* Tasks for this exercise:
[1] In the employment projections passage below, by how many jobs is employment for Care workers and home carers set to increase over the 2003-2018 period?
[2] Quote the employment projections passage below from the words "Looking at occupations" through the words "93,275 over the same period.".

* Supplied passage:
One noteworthy feature of this table is the annual openings column. The fact that one sector has a higher overall increase in jobs doesn’t necessarily mean that there are more employment opportunities in that occupation. For example, the Managers, directors and senior officials sector is set to grow by 134,135 jobs, whilst the Administrative and secretarial occupations sector is set to grow by just 18,565 jobs. However, when we look at the number of annual openings, we find that there are actually more in the Administrative and secretarial occupations (169,066 ) than there are in Managers, directors and senior officials (154,197). The reason for this is that there is clearly a much higher turnover in jobs like Administrative and secretarial occupations, when compared to some other sectors, such as Managers, directors and senior officials. This is important to bear in mind, as we might be tempted to take the headline employment figure and assume that there is not going to be much demand in a sector which is not showing much growth, when in actual fact there may well be a big demand for such roles.
Looking at occupations at the 4-digit level, the following graph shows the top ten occupations in terms of increased employment between 2013 and 2018:
We can see that the demand for Care workers and home carers continues its meteoric rise with another 33,460 people expected to be employed in this sector by 2018. It is worth doing the same exercise here that we did for Manufacturing above — looking at the total numbers over the period 2003-2018. What we find is that the increase in Care workers and home carers over this 15 year period far outstrips the next highest occupation increase over the same period. Employment numbers in the Care workers and home carers sector are set to increase by a massive 229,559 compared to the next highest occupation — Teaching assistants — which is set to rise by 93,275 over the same period.
Future Regional Variations
So far we have looked at the future of population demographics, industries and occupations, drilling down from high-level to low-level in each category. We can now drill down geographically, to find out what the future might hold for regions of the country. The table below shows employment in Britain 2013-2018 by government office region:
Table: Regional Change 2013-2018
|Gov't Office Region||2013 Jobs||2018 Jobs||Change||Annual Openings|
|Source: EMSI Covered Employment - 2014.1|
|South East (UKJ)||3,987,866||4,120,046||132,180||193,600|
|East of England (UKH)||2,611,363||2,712,536||101,173||130,479|
|South West (UKK)||2,415,253||2,505,241||89,988||121,538|
|West Midlands (UKG)||2,413,536||2,469,668||56,132||114,219|
|East Midlands (UKF)||1,978,104||2,029,099||50,995||94,454|
|Yorkshire and the Humber (UKE)||2,250,492||2,300,815||50,323||106,249|
|North West (UKD)||3,098,152||3,146,940||48,788||141,721|
|North East (UKC)||1,036,733||1,041,920||5,187||45,931|
London and the South East look set to grow in terms of employment, with London passing 5 million and the South East passing 4 million jobs by 2018. As mentioned above in the Occupations Future section, it is essential that we take note of the annual openings, not just the headline employment figure. For example, the North West is 7th on the list in terms of actual job change over the next few years, with an increase of 48,788. However, in terms of numbers of openings, the region makes it to 3rd on the list, ahead of the East of England, with a total of 141,721 annual openings. This might well suggest that the North West is likely to see a large increase in the type of occupations which generally tend to have a fairly high turnover.

* Data section:
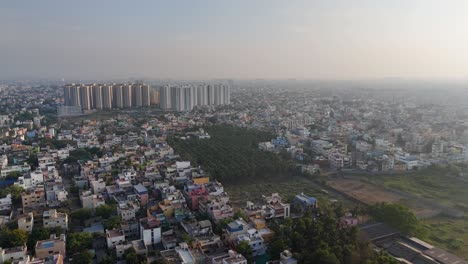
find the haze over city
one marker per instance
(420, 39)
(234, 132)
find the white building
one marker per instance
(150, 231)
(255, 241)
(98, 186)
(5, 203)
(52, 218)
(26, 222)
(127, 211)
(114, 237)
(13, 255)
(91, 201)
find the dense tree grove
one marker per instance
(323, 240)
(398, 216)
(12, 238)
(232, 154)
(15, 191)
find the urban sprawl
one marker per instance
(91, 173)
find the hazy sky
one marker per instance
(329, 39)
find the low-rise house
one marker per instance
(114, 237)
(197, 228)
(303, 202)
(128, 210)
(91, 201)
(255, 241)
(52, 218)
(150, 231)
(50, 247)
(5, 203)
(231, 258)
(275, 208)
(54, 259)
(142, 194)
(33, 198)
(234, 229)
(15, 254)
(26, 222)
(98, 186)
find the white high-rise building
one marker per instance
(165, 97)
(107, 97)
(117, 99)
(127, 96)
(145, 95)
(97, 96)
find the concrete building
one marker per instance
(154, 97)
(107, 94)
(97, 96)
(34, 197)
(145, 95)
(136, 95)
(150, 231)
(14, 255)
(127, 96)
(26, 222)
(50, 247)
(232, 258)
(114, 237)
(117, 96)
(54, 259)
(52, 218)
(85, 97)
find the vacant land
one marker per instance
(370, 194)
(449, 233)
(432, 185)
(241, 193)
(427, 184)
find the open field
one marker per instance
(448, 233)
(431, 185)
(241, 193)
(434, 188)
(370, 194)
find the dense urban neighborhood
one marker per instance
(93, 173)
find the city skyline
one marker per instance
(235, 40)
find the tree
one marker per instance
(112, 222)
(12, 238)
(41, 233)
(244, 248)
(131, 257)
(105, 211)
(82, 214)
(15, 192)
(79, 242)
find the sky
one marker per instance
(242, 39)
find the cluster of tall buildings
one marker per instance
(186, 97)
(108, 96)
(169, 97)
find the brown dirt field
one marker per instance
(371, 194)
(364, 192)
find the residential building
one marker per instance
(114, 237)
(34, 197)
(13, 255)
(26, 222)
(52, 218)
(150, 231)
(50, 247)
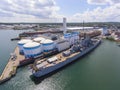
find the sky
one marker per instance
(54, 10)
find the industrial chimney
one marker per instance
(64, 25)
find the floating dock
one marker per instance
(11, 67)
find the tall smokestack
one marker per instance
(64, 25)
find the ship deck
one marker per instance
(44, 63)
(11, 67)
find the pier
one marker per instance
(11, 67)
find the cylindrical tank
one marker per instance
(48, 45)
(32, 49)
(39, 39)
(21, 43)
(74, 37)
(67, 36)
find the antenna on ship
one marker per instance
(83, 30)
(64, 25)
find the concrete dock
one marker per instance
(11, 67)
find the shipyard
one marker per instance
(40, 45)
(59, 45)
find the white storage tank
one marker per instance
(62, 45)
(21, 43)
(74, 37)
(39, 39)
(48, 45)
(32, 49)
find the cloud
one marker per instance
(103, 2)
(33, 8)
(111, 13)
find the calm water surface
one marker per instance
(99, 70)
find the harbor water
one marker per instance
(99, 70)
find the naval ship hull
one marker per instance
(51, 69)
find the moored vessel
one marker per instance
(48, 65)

* Expected outputs:
[1] 229,559

[2]
Looking at occupations at the 4-digit level, the following graph shows the top ten occupations in terms of increased employment between 2013 and 2018:
We can see that the demand for Care workers and home carers continues its meteoric rise with another 33,460 people expected to be employed in this sector by 2018. It is worth doing the same exercise here that we did for Manufacturing above — looking at the total numbers over the period 2003-2018. What we find is that the increase in Care workers and home carers over this 15 year period far outstrips the next highest occupation increase over the same period. Employment numbers in the Care workers and home carers sector are set to increase by a massive 229,559 compared to the next highest occupation — Teaching assistants — which is set to rise by 93,275 over the same period.